Unter diesen Voraussetzungen kann die Nachfrage nach Rezyklaten trotz Dialog kaum steigen. Doch solange die Nachfrage nicht steigt, wird der Preis für hochwertige Rezyklate nicht sinken und deren Nutzung bleibt weiterhin unwahrscheinlich – ein ökonomisches Patt. Doch es gibt Wege, diesen gordischen Knoten zu zerschlagen: Es sind der Einsatz von Quoten und ökonomischen Anreizen.
Quoten für Rezyklate und Verlässlichkeit
Sinnvoll gestaltete und allmählich ansteigende Quoten könnten das Angebot an Rezyklaten steigern sowie die Nachfrage erhöhen. Dazu braucht es einen funktionierenden Markt für Rezyklate, der Planungssicherheit erzeugt und Investitionen anreizt. Die Round Table-Teilnehmer haben hierfür zwei Quoten ins Zentrum gerückt: eine produktspezifische Rezyklat-Einsatzquote und eine polymerspezifische Substitutionsquote.
Eine Einsatzquote schreibt eine Mindestmenge an Rezyklat pro Produkt oder Produktgruppe fest. Das bekannteste Beispiel sind Flaschen aus Polyethylenterehthalat (PET), die ab 2025 EU-weit einen Rezyklatanteil von mindestens 25 % besitzen muss. Dies hat bereits die Nachfrage nach PET-Rezyklaten erhöht und somit in der Entsorgungs- und Recyclingwirtschaft zu einer Investitionssicherheit geführt.
Bemängelt wird bei diesem Ansatz allerdings die schier erschlagende Aufgabe, für sämtliche Produktgruppen eine Regulierung zu erarbeiten und diese auch zu kontrollieren.
Quoten für Rohware
Anders die Substitutionsquote: Diese rückt die Kunststofferzeugung ins Zentrum. Die Idee ist, dass Kunststofferzeuger einen Mindestanteil ihrer am Markt abgesetzten Kunststoffe aus nicht-fossilen Rohstoffen wie Rezyklaten und anderen stofflichen Verwertungsprodukten generieren sollen.
Diese Quote soll Wettbewerbsnachteile von Rezyklaten verringern und alle nachgelagerten Wertschöpfungsketten mit ausreichend und qualitativ angemessenen Mengen an Kunststoffen mit Rezyklatanteil versorgen.
Die Aufgabe, eine Vielzahl von Produktgruppen regulieren zu müssen, entfällt bei dieser Quote. Doch besteht die Gefahr, dass ein Wettbewerbsnachteil für Marktteilnehmer entsteht, insbesondere für die Bereiche, die dem internationalen Wettbewerb stark ausgesetzt sind und hier mit nicht regulierten Produkten konkurrieren müssen. Hier bedarf es WTO-konformer Grenzausgleichsmechanismen.

- **Bereitgestelltes Material**:
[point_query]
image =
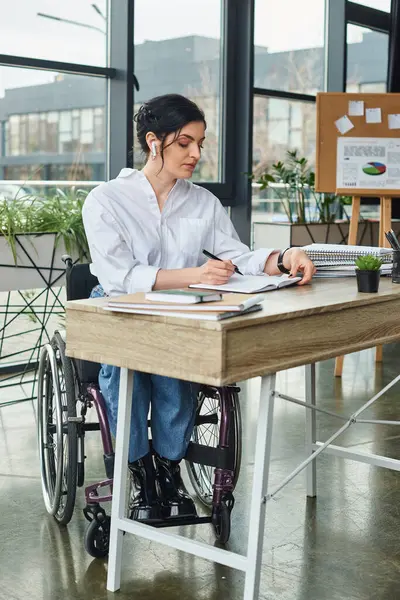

- **Deine Aufgaben**:
1/ Welche zwei Quoten haben die Round-Table-Teilnehmer laut dem Text über Rezyklatquoten in den Mittelpunkt gestellt?
2/ Gib aus dem Text über Rezyklatquoten die Stelle wortgetreu wieder, die mit „Unter diesen Voraussetzungen“ beginnt und bis „und ökonomischen Anreizen.“ reicht.

- **Lösungen**:
1/ Eine produktspezifische Rezyklat-Einsatzquote und eine polymerspezifische Substitutionsquote.

2/
Unter diesen Voraussetzungen kann die Nachfrage nach Rezyklaten trotz Dialog kaum steigen. Doch solange die Nachfrage nicht steigt, wird der Preis für hochwertige Rezyklate nicht sinken und deren Nutzung bleibt weiterhin unwahrscheinlich – ein ökonomisches Patt. Doch es gibt Wege, diesen gordischen Knoten zu zerschlagen: Es sind der Einsatz von Quoten und ökonomischen Anreizen.